- _Consignes de travail_:
Prolongez le texte sur la CPaaS et les solutions vocales intégrées en reprenant juste après sa dernière phrase.

- _Texte du document_:
◇ ◇ ◇

Une plateforme API pour de véritables solutions vocales intégrées
D’un point de vue stratégique, il serait intéressant d’exploiter les innovations du monde traditionnel de la communication vocale pour développer de véritables environnements contrôlés par la voix. Nous assistons à l’explosion de la CPaaS (Communication Platform as-a-Service) dans l’entreprise. La CPaaS exploite les API pour transformer les applications d’aujourd’hui en solutions vocales intégrées. Certains des principaux fournisseurs de communication vocale se lancent actuellement sur ce marché, en proposant des infrastructures CPaaS intégrant un ensemble standardisé d’API pour permettre aux entreprises d’intégrer les communications dans leurs processus commerciaux.
Alors que l’intégration représente traditionnellement pour nous l’incorporation de services vocaux et vidéo dans des applications existantes (imaginez une application bancaire qui vous permettrait de passer d’une application en ligne à un appel vocal avec votre conseiller bancaire), ces infrastructures joueront à mon avis un rôle crucial dans cet environnement “axé sur la voix” en exploitant la riche infrastructure API des CPaaS pour communiquer avec les applications et les objets.
Derrière les conditions requises pour la mise en place d’une infrastructure de communication, le mode de communication des CPaaS ou autres plateformes avec les périphériques doit absolument être standardisé avant qu’il soit possible d’assister à un développement rapide des technologies vocales. Aujourd’hui, tous les systèmes consommateur à commande vocale ont leur propre interface et leurs propres intégrations API, ce qui risque d’aboutir à l’obsolescence des produits, situation déjà rencontrée il y a quelques dizaines d’années lors de l’historique bataille “Beta / VHS”. Un consommateur ne veut pas investir dans la toute dernière “machine à café intelligente” pour découvrir ensuite que la plateforme de contrôle n’est plus produite. La logique est la même dans le monde professionnel : une entreprise veut s’assurer que ses investissements dans les nouvelles technologies ne seront pas obsolètes avant d’avoir pu en tirer un retour.

◇ ◇ ◇

- _Ensemble du matériel_:
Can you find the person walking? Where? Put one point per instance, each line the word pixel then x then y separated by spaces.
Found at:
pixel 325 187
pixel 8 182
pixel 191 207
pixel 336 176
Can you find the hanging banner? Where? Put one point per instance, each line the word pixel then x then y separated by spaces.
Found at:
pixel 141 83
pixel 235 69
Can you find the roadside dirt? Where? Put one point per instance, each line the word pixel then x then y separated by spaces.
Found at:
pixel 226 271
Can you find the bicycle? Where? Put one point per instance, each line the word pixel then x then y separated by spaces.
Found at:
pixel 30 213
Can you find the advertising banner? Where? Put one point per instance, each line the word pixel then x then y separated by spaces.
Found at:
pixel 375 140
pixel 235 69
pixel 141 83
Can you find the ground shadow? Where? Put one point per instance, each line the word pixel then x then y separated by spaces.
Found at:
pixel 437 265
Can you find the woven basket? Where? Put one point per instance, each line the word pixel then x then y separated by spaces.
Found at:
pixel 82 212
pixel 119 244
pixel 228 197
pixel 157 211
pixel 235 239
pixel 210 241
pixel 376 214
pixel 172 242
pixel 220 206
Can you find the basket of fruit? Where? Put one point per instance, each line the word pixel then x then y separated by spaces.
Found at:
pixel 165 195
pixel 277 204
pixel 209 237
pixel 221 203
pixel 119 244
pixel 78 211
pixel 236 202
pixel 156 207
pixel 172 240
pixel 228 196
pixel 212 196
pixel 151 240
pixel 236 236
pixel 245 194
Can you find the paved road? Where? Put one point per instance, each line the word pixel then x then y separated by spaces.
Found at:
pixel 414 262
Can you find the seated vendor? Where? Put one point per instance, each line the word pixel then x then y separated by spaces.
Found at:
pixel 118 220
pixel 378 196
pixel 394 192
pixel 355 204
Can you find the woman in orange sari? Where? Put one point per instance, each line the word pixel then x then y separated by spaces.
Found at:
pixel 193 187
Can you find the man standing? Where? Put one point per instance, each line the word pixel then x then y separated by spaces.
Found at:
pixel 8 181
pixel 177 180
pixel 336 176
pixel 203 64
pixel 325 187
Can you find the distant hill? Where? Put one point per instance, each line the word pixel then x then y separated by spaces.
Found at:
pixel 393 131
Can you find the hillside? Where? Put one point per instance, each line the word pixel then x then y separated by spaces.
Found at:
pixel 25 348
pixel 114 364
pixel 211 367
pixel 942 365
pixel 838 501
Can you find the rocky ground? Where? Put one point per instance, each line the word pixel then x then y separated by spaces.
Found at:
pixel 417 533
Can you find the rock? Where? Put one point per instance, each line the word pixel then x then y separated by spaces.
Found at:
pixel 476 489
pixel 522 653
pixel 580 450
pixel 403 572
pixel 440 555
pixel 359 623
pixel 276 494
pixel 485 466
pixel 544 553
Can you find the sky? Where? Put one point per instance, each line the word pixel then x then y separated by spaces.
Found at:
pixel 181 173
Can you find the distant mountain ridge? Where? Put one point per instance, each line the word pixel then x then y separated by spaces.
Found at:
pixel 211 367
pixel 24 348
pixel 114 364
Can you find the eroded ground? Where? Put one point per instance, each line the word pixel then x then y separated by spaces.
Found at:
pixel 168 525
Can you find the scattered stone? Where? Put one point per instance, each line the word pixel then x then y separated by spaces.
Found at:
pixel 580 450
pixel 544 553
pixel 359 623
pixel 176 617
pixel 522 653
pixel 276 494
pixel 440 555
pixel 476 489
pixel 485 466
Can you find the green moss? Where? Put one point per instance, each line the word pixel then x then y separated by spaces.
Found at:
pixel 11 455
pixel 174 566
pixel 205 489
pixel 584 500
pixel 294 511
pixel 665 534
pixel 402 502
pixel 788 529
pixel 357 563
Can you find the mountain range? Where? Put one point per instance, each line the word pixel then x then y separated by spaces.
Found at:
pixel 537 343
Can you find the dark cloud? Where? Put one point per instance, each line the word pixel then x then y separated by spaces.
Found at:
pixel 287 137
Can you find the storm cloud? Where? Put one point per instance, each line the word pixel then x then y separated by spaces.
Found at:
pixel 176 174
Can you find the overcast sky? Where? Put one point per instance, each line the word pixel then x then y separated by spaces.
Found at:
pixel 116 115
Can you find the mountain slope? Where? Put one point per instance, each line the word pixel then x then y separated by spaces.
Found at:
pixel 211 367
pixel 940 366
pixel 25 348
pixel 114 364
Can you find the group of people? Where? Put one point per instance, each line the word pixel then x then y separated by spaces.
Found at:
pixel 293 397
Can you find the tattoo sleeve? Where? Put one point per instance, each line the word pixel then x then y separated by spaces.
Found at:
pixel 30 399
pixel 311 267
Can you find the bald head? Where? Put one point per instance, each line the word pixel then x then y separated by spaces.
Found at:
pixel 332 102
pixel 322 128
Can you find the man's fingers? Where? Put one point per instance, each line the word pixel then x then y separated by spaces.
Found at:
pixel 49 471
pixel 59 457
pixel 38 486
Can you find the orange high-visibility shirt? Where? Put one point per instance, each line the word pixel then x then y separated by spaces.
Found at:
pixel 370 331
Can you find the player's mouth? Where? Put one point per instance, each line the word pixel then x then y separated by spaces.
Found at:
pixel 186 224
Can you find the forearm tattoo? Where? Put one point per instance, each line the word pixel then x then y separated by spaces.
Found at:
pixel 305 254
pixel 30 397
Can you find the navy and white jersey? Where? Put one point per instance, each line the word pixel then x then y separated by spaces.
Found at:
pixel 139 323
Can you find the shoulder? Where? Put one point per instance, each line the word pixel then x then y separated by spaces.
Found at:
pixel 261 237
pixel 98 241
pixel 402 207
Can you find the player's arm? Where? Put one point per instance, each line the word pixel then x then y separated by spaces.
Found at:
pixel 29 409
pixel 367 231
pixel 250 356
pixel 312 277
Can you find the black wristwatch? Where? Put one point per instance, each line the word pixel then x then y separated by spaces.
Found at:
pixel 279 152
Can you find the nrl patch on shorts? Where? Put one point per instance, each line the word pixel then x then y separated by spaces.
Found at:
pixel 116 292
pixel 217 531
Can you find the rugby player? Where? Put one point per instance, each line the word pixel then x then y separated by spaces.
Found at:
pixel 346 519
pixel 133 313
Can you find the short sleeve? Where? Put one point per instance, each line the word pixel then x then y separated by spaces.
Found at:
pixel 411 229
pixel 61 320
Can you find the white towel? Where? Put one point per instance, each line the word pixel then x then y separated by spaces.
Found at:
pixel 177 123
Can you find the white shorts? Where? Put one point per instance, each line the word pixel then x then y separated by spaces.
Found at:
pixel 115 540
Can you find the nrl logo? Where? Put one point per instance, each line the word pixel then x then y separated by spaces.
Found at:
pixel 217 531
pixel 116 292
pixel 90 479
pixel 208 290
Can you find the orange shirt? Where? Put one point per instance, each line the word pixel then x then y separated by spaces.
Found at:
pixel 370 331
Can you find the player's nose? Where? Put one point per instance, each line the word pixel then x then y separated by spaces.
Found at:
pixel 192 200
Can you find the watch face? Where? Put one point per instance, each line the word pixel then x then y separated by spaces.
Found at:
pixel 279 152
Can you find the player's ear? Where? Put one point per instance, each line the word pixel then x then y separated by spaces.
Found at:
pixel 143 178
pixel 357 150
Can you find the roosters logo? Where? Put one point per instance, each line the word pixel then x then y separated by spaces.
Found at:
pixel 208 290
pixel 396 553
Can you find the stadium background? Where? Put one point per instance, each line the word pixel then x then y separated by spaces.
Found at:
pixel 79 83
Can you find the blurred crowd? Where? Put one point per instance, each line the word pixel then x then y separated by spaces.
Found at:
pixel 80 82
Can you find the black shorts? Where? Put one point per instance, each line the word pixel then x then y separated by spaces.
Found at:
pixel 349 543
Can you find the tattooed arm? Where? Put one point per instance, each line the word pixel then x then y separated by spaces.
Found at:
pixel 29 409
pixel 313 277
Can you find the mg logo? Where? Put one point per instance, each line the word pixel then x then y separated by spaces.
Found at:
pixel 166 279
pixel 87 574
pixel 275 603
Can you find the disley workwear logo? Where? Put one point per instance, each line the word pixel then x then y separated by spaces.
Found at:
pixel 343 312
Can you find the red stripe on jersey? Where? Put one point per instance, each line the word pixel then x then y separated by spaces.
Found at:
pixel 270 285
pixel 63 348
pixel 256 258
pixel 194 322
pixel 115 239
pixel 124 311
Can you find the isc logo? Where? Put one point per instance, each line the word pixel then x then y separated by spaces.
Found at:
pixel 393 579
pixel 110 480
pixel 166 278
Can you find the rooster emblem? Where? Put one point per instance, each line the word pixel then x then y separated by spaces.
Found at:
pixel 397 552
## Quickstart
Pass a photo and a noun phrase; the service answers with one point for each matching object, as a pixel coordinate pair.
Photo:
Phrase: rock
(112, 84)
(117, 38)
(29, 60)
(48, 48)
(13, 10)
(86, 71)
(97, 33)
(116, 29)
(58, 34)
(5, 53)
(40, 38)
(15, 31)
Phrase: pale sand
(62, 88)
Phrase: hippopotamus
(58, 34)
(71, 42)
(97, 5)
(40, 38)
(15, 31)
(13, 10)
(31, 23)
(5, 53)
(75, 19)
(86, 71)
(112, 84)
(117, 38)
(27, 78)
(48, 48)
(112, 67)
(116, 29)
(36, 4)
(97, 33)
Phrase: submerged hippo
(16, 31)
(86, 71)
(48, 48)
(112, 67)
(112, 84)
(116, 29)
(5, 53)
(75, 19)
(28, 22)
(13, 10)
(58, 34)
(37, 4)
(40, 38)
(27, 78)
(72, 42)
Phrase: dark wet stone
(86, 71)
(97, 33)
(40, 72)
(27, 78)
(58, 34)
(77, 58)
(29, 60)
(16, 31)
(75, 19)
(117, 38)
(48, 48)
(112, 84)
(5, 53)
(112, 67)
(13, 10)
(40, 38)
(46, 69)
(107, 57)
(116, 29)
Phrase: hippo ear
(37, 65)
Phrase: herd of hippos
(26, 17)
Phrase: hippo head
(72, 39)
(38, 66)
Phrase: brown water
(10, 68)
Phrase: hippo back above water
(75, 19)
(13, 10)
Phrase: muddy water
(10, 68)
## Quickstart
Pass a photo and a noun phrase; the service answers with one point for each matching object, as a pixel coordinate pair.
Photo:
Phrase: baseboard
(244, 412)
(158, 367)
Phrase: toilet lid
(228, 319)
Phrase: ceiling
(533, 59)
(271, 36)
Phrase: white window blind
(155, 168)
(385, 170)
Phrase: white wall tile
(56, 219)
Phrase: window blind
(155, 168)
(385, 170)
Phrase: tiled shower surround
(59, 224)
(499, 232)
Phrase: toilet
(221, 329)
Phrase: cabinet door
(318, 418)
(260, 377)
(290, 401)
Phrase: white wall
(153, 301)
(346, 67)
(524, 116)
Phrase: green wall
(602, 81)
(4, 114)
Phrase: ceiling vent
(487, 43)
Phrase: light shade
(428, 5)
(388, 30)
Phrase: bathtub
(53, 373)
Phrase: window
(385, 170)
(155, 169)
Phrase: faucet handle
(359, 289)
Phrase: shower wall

◇ ◇ ◇

- _Réponse à l'exercice_:
Le meilleur est à venir
La bonne nouvelle est que diverses technologies sont développées pour contribuer à réduire ce risque d’obsolescence. Des cadres tels que IoTivity sont en cours de perfectionnement pour construire une plateforme standardisée. On constate déjà les bénéfices des nouvelles applications vocales destinées aux consommateurs en termes de valeur ajoutée, d’avantages et d’expansion rapide. À moyen terme, le monde professionnel les adoptera pour certains cas d’utilisation simples. À plus long terme, avec l’amélioration des performances de la reconnaissance vocale, de la sécurité vocale et de la simplification/standardisation de la connectivité des périphériques, les activités axées sur la voix se multiplieront sur le marché des consommateurs comme dans le monde de l’entreprise, ce qui permettra en définitive de réduire la complexité et d’améliorer la productivité.